OBJECTIVE: Retype each of the lines below with no changes at all.

────

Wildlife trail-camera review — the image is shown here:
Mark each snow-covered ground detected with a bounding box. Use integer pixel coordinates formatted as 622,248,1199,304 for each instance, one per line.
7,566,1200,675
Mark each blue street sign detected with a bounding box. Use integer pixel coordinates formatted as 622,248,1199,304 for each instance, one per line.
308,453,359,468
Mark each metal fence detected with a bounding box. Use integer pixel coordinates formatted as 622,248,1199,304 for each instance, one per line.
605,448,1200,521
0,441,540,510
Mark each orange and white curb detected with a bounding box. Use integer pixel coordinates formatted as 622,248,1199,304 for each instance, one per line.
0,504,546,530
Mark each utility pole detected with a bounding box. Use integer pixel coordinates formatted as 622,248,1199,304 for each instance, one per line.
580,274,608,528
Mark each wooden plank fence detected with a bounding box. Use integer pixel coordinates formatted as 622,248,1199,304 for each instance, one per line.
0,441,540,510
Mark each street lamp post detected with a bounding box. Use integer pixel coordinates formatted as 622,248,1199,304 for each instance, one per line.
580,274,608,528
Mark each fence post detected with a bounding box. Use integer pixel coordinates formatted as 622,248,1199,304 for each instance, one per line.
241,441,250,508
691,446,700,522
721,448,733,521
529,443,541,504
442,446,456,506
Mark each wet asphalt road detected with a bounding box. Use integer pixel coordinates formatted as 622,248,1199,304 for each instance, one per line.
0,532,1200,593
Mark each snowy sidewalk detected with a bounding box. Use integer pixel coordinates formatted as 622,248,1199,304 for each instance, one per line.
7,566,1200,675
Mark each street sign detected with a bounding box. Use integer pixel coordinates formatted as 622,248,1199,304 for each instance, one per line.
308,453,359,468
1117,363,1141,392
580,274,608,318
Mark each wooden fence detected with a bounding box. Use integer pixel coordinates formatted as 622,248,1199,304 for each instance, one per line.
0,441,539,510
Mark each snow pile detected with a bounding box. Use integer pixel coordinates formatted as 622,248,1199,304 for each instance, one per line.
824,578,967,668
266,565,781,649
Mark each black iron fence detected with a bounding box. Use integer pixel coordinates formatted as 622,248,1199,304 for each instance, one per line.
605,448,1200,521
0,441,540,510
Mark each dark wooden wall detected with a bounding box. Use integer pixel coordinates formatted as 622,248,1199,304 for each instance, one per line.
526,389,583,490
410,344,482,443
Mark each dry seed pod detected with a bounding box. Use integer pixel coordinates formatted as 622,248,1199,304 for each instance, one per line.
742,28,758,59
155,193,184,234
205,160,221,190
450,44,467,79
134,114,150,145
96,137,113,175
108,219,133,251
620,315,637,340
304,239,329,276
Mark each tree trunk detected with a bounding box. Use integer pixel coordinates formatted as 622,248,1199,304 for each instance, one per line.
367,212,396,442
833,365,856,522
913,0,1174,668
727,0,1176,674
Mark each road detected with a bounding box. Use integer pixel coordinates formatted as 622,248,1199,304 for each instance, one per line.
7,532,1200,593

────

REPLY:
Wildlife trail-camera review — the image is shown here:
Mark each snow-covered ground detected with a bounding box. Use integer pixel coordinates formatted as 622,248,1199,304 for each instance, one per line.
7,566,1200,675
Mark each blue street sign detected with a bounding box. Use integer pixel coordinates formatted as 622,248,1199,304 for each instance, one per line.
308,453,359,468
Mark each metal fence detected with a bounding box. Use integer pixel coordinates formatted as 622,248,1199,304 for each instance, one per line.
605,448,1200,521
0,441,540,510
Mark each orange and white curb detected with a bounding box. Use integer pixel coordinates formatted as 622,248,1199,304 for each instance, one per line.
0,504,546,530
Mark each utility pole detected with a bounding box. Use integer pixel coordinates formatted as 622,248,1199,304 for each instance, one per line.
580,274,608,528
Mark each wooden plank fence detected with a bounding box. Use integer pixel coordinates formatted as 622,248,1199,304 for each instance, one per line.
0,441,540,510
Mark each street lamp post detected with a bounding box. Use integer pixel coordinates formatted as 622,248,1199,304 for each instance, one per line.
580,274,608,528
Mark each fence post detected with a bounding box. Use integer pixel coordinates formatted as 622,248,1199,304 for each instance, one per line.
241,441,250,508
691,446,700,522
721,448,733,521
529,443,541,504
442,446,456,506
Mark each wet asphalt road detected with a bounding box. Use integer pixel coordinates formatted as 622,248,1199,304 for each instance, one per line.
0,532,1200,593
Mark each snowy sidewalk detected with a bounding box. Use integer pixel coordinates formatted as 622,248,1199,304 for each instance, one per line.
7,566,1200,675
Mark each street sign detected with a bounding box. Use integer pixel coordinates formatted as 622,248,1199,304 for each instance, one per line.
308,453,359,468
1117,363,1141,392
580,274,608,318
Mark each wooden fence detected with a bounding box. Use integer pixel coordinates formatted as 622,248,1199,304 for each instance, one per line.
0,441,539,510
Mark each snow pile detected with a bounding box. Use integer pixel coordinates formatted as 622,248,1199,304 for each instance, one per line.
824,578,967,668
266,565,781,649
Mark each black iron fence detected with a bounding box. Use integer pixel coordinates formatted as 622,248,1199,304 for each instance, one per line.
605,448,1200,521
0,441,540,510
Mark each dark wooden wall detected with a bounding box. Use integer pixel coordinates formatted as 622,248,1199,304 for each instance, one per line.
526,389,583,490
410,344,482,443
Mark each dry seed pod detected with a bounding box. Use integer pixel coordinates formatted as 622,248,1199,304 for each instance, one per line.
742,28,758,59
155,193,184,234
205,160,221,190
450,44,467,79
134,114,150,145
96,137,113,175
108,219,133,251
620,315,637,340
304,239,329,276
Mark each tree trunk detected with a bounding box. Use integer pixel coordinates formatted as 622,248,1199,304 for each instance, one per line.
367,212,396,442
833,365,856,522
913,0,1174,668
727,0,1176,674
Mark each road detected with a bounding box. Use integer pixel coordinates formatted as 622,248,1199,304 for each instance, one per line.
7,532,1200,593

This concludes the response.